>> Begin DATA EXCERPTS

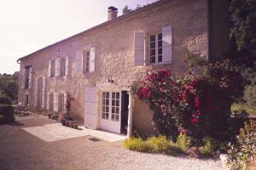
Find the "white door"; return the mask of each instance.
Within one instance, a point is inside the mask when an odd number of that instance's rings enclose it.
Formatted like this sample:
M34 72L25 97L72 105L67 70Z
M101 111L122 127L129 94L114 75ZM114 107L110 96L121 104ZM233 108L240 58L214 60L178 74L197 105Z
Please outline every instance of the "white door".
M85 88L84 126L96 128L97 88Z
M101 128L120 133L121 93L102 92Z

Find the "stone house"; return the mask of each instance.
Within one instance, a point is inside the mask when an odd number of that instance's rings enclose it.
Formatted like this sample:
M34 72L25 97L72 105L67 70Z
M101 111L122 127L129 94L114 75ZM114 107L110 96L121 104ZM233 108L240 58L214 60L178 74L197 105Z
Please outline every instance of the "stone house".
M187 71L185 54L208 60L229 50L227 0L160 0L19 58L19 101L71 115L89 128L150 134L152 111L129 86L151 68Z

>> End DATA EXCERPTS

* WHAT IS ASKED
Rewrite all of the material above as a numbered list with one line per item, leaving out the blank lines and the picture.

* WRITTEN RESPONSE
1. Find the "white door"; return the mask of each instance.
2. Within one instance, a point is inside the mask when an odd number of that instance's rings enclose it.
3. Formatted like this sample:
4. M34 72L25 97L72 105L67 70Z
5. M101 111L122 127L129 94L114 75ZM114 107L110 96L121 104ZM233 108L240 58L214 60L178 74L197 105Z
6. Please outline every instance of the "white door".
7. M85 88L84 126L96 128L97 88Z
8. M101 128L120 133L121 93L102 92Z
9. Find the "stone house"; return the mask of each instance.
10. Within one instance, a point is inside the mask when an odd number of that instance's rings enclose it.
11. Formatted like this sample:
12. M34 72L25 97L72 105L67 70Z
13. M101 111L122 127L129 94L114 75ZM114 107L110 96L121 104ZM233 108L240 58L214 60L178 74L197 105Z
14. Please outline every instance of the "stone house".
15. M187 71L185 54L208 60L229 50L227 0L160 0L19 58L19 101L71 115L89 128L150 134L152 111L129 86L151 68Z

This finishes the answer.